▸ **Task requirements**:
1. Write out the part of the blog post about M. K. Jessup's UFO books that begins at the words "We are accustomed" and stops after the words "of equal strength.".
2. Extend the blog post about M. K. Jessup's UFO books, picking up after its final sentence.

Saturday, October 20, 2012

The UFO, the UNO and the Local Librarian

 
(  Originally written and posted on MySpace on March 23, 2008 )
 

We are accustomed to having an expanse of time before us,  but, facing the imminent coming of my 65th birthday, I have experienced a sudden reversal of the expanse of time.  Now, it has become the past, not the future.  The word "bouleversement" comes to mind, a word first encountered when I read Jules Verne’s From the Earth to the Moon back in 1953 in an English translation held by the local public library.  That word seems to me to suggest the sensation of being overthrown, head over heels, backward, with only a vista of the past.  In Verne’s book, the bouleversement changes the vista of the travellers from the earth to the moon.  The great reversal occurs when they cross the point where the gravitational fields of the earth and the moon are of equal strength.  

Thinking of the past, thoughts arise of the many books that I have given away, thrown away, or even sold (for a pittance) to some used book dealer.   Among these was M. K. Jessup’s The Expanding Case of the UFO (1957), a book which I once owned but gave up when I went through my collection in preparation for a geographical move from point R to point S or wherever.  I do wish that I still owned that curious book.  (While deploring wrong decisions made in the past,  mention will be made of my discard of the box of comic books which I owned back in the period from 1950 to 1953!)
 

Jessup’s The Expanding Case for the UFO came to mind when I discovered that someone has put on the Internet the text of Jessup’s The Case for the UFO (1956), a book by Jessup which I have never read until now and never owned.   Had I read The Case for the UFO, I would have better understood its sequel The Expanding Case for the UFO.   The latter seemed to me to be a strange agglomeration of accounts of activity on the moon, strange lights, etc., references to UFO in the Bible, followed with a discussion of the similarities of meteor craters in Mexico to lunar craters, the massive ruins of the Mayans, mysterious falls of ice and other objects from the sky, and an account of the pygmies of equatorial Africa and Malaysia.  It all seemed so heterogeneous,  unwieldy, unorganized, but it had an underlying theme, which becomes apparent upon reading The Case for the UFO.

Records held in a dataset
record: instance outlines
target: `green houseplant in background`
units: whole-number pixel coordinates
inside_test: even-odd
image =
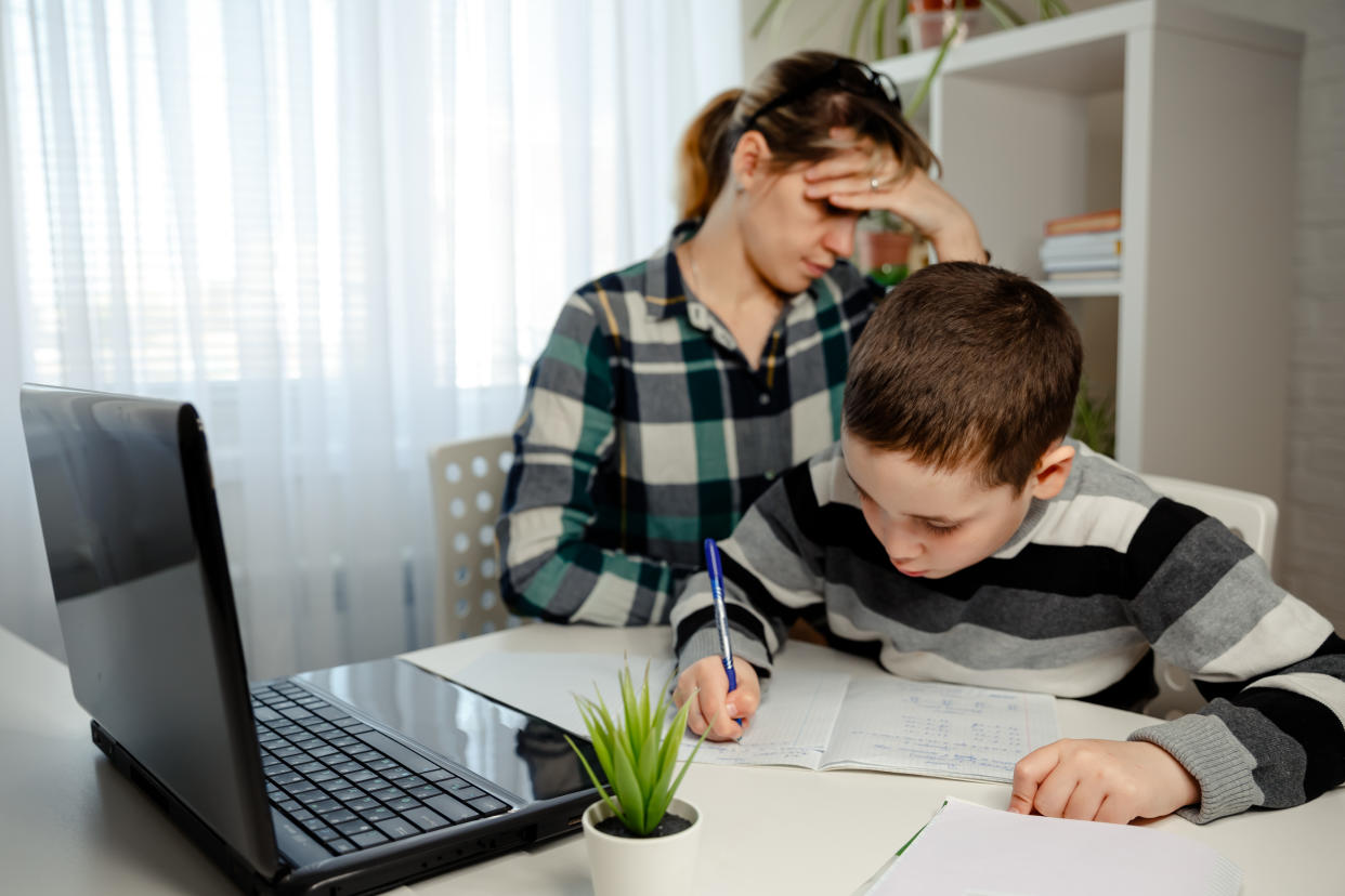
[[[760,38],[767,24],[779,21],[788,15],[792,0],[771,0],[752,26],[752,36]],[[1054,19],[1069,15],[1061,0],[1036,0],[1038,19]],[[845,4],[831,9],[841,13]],[[858,58],[861,42],[868,30],[873,40],[872,59],[885,59],[889,55],[902,55],[912,50],[939,47],[929,73],[915,95],[905,103],[907,117],[915,116],[929,93],[929,85],[939,74],[948,48],[962,43],[979,31],[972,26],[981,16],[981,8],[999,23],[1001,28],[1017,28],[1026,24],[1003,0],[858,0],[850,20],[850,46],[847,52]],[[915,40],[912,40],[915,38]]]
[[[675,794],[705,735],[678,771],[678,747],[686,731],[690,700],[668,723],[671,676],[656,699],[650,695],[648,665],[639,689],[629,665],[617,673],[617,681],[621,701],[615,716],[601,693],[597,693],[596,701],[578,695],[574,697],[599,766],[611,786],[609,794],[570,740],[570,747],[601,795],[584,811],[584,840],[593,889],[596,896],[683,896],[695,869],[701,825],[695,806],[677,799]]]
[[[1099,394],[1087,376],[1079,379],[1069,434],[1099,454],[1116,455],[1116,408],[1111,396]]]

▸ **Task responses**:
1.
We are accustomed to having an expanse of time before us,  but, facing the imminent coming of my 65th birthday, I have experienced a sudden reversal of the expanse of time.  Now, it has become the past, not the future.  The word "bouleversement" comes to mind, a word first encountered when I read Jules Verne’s From the Earth to the Moon back in 1953 in an English translation held by the local public library.  That word seems to me to suggest the sensation of being overthrown, head over heels, backward, with only a vista of the past.  In Verne’s book, the bouleversement changes the vista of the travellers from the earth to the moon.  The great reversal occurs when they cross the point where the gravitational fields of the earth and the moon are of equal strength.

2.
 

Although my local public library had a copy of Desmond Leslie and George Adamski’s better-known Flying Saucers Have Landed (1953), it never acquired a copy of Jessup’s The Case for the UFO.   I asked the librarian if a copy could be ordered.  Her reply was:  "You must mean The Case for the UNO."   During the later 1940s and the early 1950s, the United Nations was often referred to as the United Nations Organization or UNO.   The librarian made it evident that she would welcome a request for a book on the UNO more than for a book on the UFO, which I explained meant Unidentified Flying Objects.  (Leslie and Adamski’s work was a best seller, which probably accounts for its presence in the library.)
 

That was my first intimation, though not one that surprised me, that public librarians were enthusiasts for the United Nations even as the public schoolteachers were.  Not long before this, around 1954 or 1955, our teacher had praised the UN and wanted us all to know how foul the USA was because it had "stolen" the Panama Canal Zone.  In an earlier entry, I have noted how teachers and librarians alike, mostly dependent on public tax monies, are, by that very circumstance,  nudged over to the left.   The early effort of the teachers to innoculate us against the virus of patriotism was obviously, in retrospect, due to their fear that, otherwise, we might be susceptible to the patriotic pretensions of the anti-tax party, the hated Republicans.
 

Getting back to  Jessup’s The Case for the UFO, part of which I have now read for the first time,  it seems that the disparate investigations of The Expanding Case for the UFO are all linked by the hypothesis that Jessup presents in The Case.   Jessup’s hypothesis is that intelligent beings, possibly extraterrestrial in origin, though not necessarily so, had discovered the means to lift heavy masses, thus accounting for the massive megalithic ruins, and that they were little people, thus accounting for a  genetic trace which they may have left on earth’s surface, the pygmies.  All of this occurred hundreds of thousands of years ago.  Now these beings had at least one site for their habitation:  the sun-earth-moon gravitational neutral area.  This is about 160,000 to 170,000 miles from earth, thus closer to the moon.  The signs of activity on the moon were traces of these beings.   Their mother ships, from one mile to ten miles in length, were more or less parked in the gravitational neutral zone (or Lagrangian point).  From these mother ships, they sent forth the scout ships, the "flying saucers" seen by earthlings.
 

Jessup’s hypothesis seems to owe something to Charles Fort, particularly his speculations in his works The Book of the Damned and New Lands.  It is one of the more ingenious speculations about UFO.  While not as entertaining as accounts of George Adamski’s meeting with a Venusian or Billy Meier’s encounters with alien beings from the Pleiades, it is much more down (or at least closer) to earth.